Set down every entry once more, exactly as it appears.
--- --- ---
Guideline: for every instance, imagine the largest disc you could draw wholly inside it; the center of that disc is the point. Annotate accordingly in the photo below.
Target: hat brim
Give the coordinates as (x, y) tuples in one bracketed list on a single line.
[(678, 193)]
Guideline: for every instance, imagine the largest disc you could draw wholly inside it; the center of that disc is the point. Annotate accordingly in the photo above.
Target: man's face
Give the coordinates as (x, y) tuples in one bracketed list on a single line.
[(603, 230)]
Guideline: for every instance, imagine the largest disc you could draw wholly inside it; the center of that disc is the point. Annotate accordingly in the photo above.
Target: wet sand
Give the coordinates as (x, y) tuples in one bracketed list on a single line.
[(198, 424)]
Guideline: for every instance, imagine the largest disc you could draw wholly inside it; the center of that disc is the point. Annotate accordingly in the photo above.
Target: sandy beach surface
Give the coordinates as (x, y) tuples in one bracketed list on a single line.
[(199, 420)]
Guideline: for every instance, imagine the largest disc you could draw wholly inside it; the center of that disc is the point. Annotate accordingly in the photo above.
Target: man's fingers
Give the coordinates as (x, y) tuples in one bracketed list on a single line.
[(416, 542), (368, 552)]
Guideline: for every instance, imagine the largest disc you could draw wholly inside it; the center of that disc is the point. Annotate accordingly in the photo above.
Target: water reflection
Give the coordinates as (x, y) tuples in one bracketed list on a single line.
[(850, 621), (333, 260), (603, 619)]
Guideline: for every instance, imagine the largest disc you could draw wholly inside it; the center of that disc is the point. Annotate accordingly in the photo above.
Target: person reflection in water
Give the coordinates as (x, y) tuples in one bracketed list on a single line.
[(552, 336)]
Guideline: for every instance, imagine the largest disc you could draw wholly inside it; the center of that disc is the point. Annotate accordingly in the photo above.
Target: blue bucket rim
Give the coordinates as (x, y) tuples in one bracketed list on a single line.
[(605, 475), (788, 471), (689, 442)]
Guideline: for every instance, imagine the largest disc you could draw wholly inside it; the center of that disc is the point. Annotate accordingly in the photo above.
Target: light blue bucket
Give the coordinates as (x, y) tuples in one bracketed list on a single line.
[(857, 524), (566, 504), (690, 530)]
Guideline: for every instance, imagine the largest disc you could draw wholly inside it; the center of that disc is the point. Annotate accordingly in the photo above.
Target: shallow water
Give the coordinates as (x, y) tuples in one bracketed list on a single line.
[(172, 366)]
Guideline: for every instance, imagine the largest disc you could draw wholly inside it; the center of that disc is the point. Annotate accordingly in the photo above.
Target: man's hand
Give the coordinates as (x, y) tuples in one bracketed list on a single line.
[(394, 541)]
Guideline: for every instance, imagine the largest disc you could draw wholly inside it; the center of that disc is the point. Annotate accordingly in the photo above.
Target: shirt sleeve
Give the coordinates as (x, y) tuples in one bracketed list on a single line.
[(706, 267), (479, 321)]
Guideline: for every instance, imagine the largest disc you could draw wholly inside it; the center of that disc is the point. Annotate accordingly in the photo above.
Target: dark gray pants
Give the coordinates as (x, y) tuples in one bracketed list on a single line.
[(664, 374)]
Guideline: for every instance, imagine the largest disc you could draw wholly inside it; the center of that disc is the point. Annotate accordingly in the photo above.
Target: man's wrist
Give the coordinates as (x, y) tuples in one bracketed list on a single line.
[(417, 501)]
--- --- ---
* **ANSWER SECTION**
Guideline: for every instance, imagine the largest disc you could draw wholly inside it; the center of that disc is the point. Annotate accordingly in the photo below.
Target: hat brim
Give the coordinates as (x, y) tuples in one bracketed list on a single line.
[(678, 193)]
Guideline: for every instance, imagine the largest disc you could draw wholly inside it; the center of that disc is the point. Annotate accordingly in the photo above.
Target: man's face
Give the coordinates as (x, y) tuples in one bracketed list on a single line.
[(603, 230)]
Guideline: for every instance, imagine the largest disc you could draw wholly inside it; the center of that disc is the point. Annotate accordingly in the photo above.
Target: wet sand
Give the coordinates as (x, y) tuples in one bracketed list on a single line.
[(198, 424)]
Guideline: for every instance, imagine the largest disc you could draw wholly inside it; the center of that disc is the point. Annotate accordingly in the photo above.
Target: sandy beach surface
Give the coordinates as (x, y) tuples in one bracketed list on a single line.
[(199, 420)]
Guideline: for every instance, imagine the largest disc you could draw wholly inside it; the center of that disc is the point. Annotate accordingly in the photo above.
Target: man's fingers
Give the coordinates as (x, y) tuples in one bracketed list on a single line.
[(416, 542), (368, 552)]
Guideline: for every instance, imagine the largest disc you could draw wholly inside it; the center of that disc is the point. Annotate accordingly in the photo above.
Target: water reflection
Give the coordinates as (x, y) tuples in one bracketed list on a single line.
[(850, 621), (333, 260), (603, 619)]
Guideline: for every instance, imagine the largest disc you could draw wholly inside it; the center of that disc is the point. Annotate accordingly in the photo above.
Target: person reflection in water
Give the coordinates as (x, y) tuples in one bracketed list on a single line.
[(552, 336)]
Guideline: for every instance, imagine the largest disc you could draw wholly inside it; the center of that disc is the point. Annotate accordingly in the photo above.
Target: blue bucket rim
Give the coordinates as (x, y) tuples in one bracketed list on a single line.
[(605, 475), (788, 471), (689, 442)]
Guideline: for every instance, imagine the largest disc you could draw wholly inside it; the center of that disc is the point. Annotate accordingly in the photo above.
Target: light blue bucket
Give the coordinates as (x, y) tuples in one bracketed list on a single line.
[(857, 524), (566, 504), (690, 530)]
Guideline: for every instance, imagine the largest disc you could draw wholly inside it; the center of that disc is the point. Annotate accordingly in the photo above.
Target: shallow water
Give the coordinates as (x, y) tuples in one bracketed list on a single line.
[(172, 366)]
Guideline: for every instance, imagine the largest disc you could draw wholly inside it; the center of that disc is the point. Annotate accordingly in the photo above.
Target: man's hand
Give the coordinates as (x, y) tuples in one bracketed list on a single line.
[(394, 541)]
Guideline: for every instance, imagine the largest disc you could draw wholly inside it; the center of that disc is the point. Annotate accordingly in the photo above.
Target: shirt sleeve
Give the coordinates as (x, y) tuples in one bracketed list on a single line.
[(706, 267), (479, 321)]
Guideline: for every instance, imagine the largest disc you could draw wholly inside it; the center of that disc is the point. Annotate accordingly in the photo above.
Target: dark gray pants
Give the coordinates as (x, y) tuples in one bracketed list on a single line.
[(664, 374)]
Guideline: for every instance, imagine the largest disc you could draw wholly inside it; the center of that disc is the point. Annotate accordingly in the photo above.
Target: man's wrist
Give the coordinates as (x, y) tuples in one bracketed list on a single line.
[(417, 501)]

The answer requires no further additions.